Todos os dias eu peço à Santíssima Virgem
Maria que me ajude a enunciar claramente a Verdade que ela portou no ventre.
Além de súplica de filho que olha para as mãos
da mãe como a serva as da sua senhora (Sl. 122,2), é uma lembrança a mim mesmo
da centralidade absoluta da Encarnação do Verbo. O Verbo Se fez Carne (Jo
1,14); a Palavra de Deus, que é a própria Verdade (Jo 14,6), tornou-Se um
bebezinho no ventre imaculado de Sua mãe, nasceu, cresceu (Lc 2,52), caminhou,
comeu, bebeu, morreu na Cruz por nós e por nós ressuscitou como primícia dos
que morremos (1Cor 15,4).
O fato de a Verdade ser uma Pessoa, de a
Verdade ter andado entre nós e fazer-Se ainda presente em Corpo, Sangue, Alma e
Divindade no Santíssimo Sacramento do altar (Jo 6,55), é o ponto central da
Boa-Nova evangélica. Sócrates, diz-nos Platão, amou a verdade. Era ela,
contudo, uma verdade apenas mental, uma mera adequação do intelecto à realidade
circundante. Nós temos, no Cristo, a chance de amar a Verdade que é Pessoa e,
nesta mesmíssima Verdade, amar à sua luz o próximo.

#### [Dados de entrada]

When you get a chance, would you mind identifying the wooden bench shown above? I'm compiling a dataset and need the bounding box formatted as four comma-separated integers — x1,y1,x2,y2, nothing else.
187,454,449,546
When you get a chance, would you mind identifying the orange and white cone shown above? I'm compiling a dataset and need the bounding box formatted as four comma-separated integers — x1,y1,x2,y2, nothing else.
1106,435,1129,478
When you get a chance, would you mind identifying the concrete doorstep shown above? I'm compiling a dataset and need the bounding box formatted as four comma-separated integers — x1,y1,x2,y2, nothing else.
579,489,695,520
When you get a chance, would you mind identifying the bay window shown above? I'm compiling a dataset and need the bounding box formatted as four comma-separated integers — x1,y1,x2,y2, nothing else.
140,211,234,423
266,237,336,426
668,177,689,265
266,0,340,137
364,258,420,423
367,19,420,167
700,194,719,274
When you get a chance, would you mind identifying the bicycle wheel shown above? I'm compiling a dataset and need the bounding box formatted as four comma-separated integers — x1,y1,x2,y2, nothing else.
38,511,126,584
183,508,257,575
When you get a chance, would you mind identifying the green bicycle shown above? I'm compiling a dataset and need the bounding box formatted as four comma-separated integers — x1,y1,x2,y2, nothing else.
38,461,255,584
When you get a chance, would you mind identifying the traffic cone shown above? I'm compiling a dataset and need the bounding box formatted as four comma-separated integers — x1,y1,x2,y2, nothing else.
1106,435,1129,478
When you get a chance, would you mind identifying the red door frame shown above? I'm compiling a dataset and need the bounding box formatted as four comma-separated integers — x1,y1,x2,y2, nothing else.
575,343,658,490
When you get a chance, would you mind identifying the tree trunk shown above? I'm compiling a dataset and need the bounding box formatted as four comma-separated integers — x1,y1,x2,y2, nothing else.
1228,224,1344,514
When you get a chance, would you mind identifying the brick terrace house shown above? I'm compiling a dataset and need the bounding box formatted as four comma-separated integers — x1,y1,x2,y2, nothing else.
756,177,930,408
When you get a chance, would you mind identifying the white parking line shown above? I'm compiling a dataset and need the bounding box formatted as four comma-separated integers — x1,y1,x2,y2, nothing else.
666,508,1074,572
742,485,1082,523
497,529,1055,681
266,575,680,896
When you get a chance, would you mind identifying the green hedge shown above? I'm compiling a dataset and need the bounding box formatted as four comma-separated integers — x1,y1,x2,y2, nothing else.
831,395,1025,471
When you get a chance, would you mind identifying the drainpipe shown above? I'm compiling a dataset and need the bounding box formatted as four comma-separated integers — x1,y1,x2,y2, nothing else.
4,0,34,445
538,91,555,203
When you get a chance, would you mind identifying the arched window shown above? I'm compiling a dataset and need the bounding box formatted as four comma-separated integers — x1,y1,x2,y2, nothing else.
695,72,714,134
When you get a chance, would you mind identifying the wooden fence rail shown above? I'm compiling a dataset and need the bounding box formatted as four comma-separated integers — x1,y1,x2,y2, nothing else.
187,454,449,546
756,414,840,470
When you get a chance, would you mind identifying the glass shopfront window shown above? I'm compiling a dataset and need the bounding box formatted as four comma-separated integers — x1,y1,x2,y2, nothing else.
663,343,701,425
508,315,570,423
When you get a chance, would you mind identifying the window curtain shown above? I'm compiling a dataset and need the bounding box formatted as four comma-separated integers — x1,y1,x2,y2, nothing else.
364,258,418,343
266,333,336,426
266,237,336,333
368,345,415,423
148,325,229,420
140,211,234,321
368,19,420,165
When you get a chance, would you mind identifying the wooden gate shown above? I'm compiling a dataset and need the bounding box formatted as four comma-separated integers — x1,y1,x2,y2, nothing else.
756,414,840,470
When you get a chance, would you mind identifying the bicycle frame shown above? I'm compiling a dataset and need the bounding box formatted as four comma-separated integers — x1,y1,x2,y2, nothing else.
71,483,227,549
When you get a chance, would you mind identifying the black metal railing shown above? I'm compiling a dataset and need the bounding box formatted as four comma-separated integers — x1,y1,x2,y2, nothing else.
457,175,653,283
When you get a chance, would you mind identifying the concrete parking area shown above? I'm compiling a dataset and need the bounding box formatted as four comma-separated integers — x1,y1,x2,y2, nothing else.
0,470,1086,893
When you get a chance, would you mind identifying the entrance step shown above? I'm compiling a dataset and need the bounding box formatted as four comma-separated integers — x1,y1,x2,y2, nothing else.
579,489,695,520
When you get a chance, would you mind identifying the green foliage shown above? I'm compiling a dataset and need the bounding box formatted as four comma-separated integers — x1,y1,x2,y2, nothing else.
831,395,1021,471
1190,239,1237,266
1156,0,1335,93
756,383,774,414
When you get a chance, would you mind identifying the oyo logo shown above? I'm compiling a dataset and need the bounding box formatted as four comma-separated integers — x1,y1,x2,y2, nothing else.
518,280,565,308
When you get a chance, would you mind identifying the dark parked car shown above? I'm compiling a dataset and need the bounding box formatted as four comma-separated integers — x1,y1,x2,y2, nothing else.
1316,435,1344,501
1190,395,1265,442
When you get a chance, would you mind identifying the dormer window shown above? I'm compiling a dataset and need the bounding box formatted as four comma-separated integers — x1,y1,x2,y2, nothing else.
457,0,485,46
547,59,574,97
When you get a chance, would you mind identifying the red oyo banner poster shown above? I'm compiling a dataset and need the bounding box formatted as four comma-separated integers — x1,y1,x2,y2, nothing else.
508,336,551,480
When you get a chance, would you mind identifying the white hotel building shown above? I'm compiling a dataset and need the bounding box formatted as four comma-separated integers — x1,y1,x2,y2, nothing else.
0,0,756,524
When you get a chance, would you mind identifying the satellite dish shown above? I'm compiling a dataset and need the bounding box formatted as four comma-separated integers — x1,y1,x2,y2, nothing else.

#### [Tarefas a realizar]
**A.** Transcreva fielmente as entradas situadas entre a linha que contém "the red door" e a linha que contém "575,343,658,490", incluindo ambas.
**B.** Dê continuidade ao texto sobre a Encarnação do Verbo, prosseguindo a partir de sua última frase.

#### [Resultados esperados]
**A.**
When you get a chance, would you mind identifying the red door frame shown above? I'm compiling a dataset and need the bounding box formatted as four comma-separated integers — x1,y1,x2,y2, nothing else.
575,343,658,490

**B.**
Ele mesmo, que é a própria Verdade, nos disse
que devemos amar a Deus sobre todas as coisas e ao próximo como a nós mesmos
(Mc 12, 29–31). E como é isso, de nos amarmos? Como é um amor verdadeiro a si
próprio, que possa servir de modelo para o nosso amor para com o próximo? O
enunciado deste duplo mandamento já nos dá uma dica importante. Primeiro,
devemos amar a Deus sobre todas as coisas, ou seja, nunca preferir uma criatura
ao Criador. Isto ocorre porque, como nos ensina São Tomás de Aquino a partir da
revelação da Sagrada Escritura (Ex 3,14), só Deus efetiva e objetivamente é.
Apelando para a riqueza do nosso vernáculo, a aproveitando que ninguém vai ter
a inglória tarefa de traduzir este arrazoado verborrágico para outro idioma,
podemos dizer que nós não somos, mas estamos. Só somos na estrita medida em que
participamos do Ser de Deus, como o que é gelado participa do gelo sem ser
gelo, como o ferro em brasa participa do fogo sem ser fogo.
Temos, todavia, a tentação sempre presente de
tentar “ser” em outra coisa que não Deus. Tentamos “ser” no prazer, no
dinheiro, no poder, no status, na certeza de termos razão, na ilusão de sermos
superiores, estarmos certos, salvos, que sei lá eu.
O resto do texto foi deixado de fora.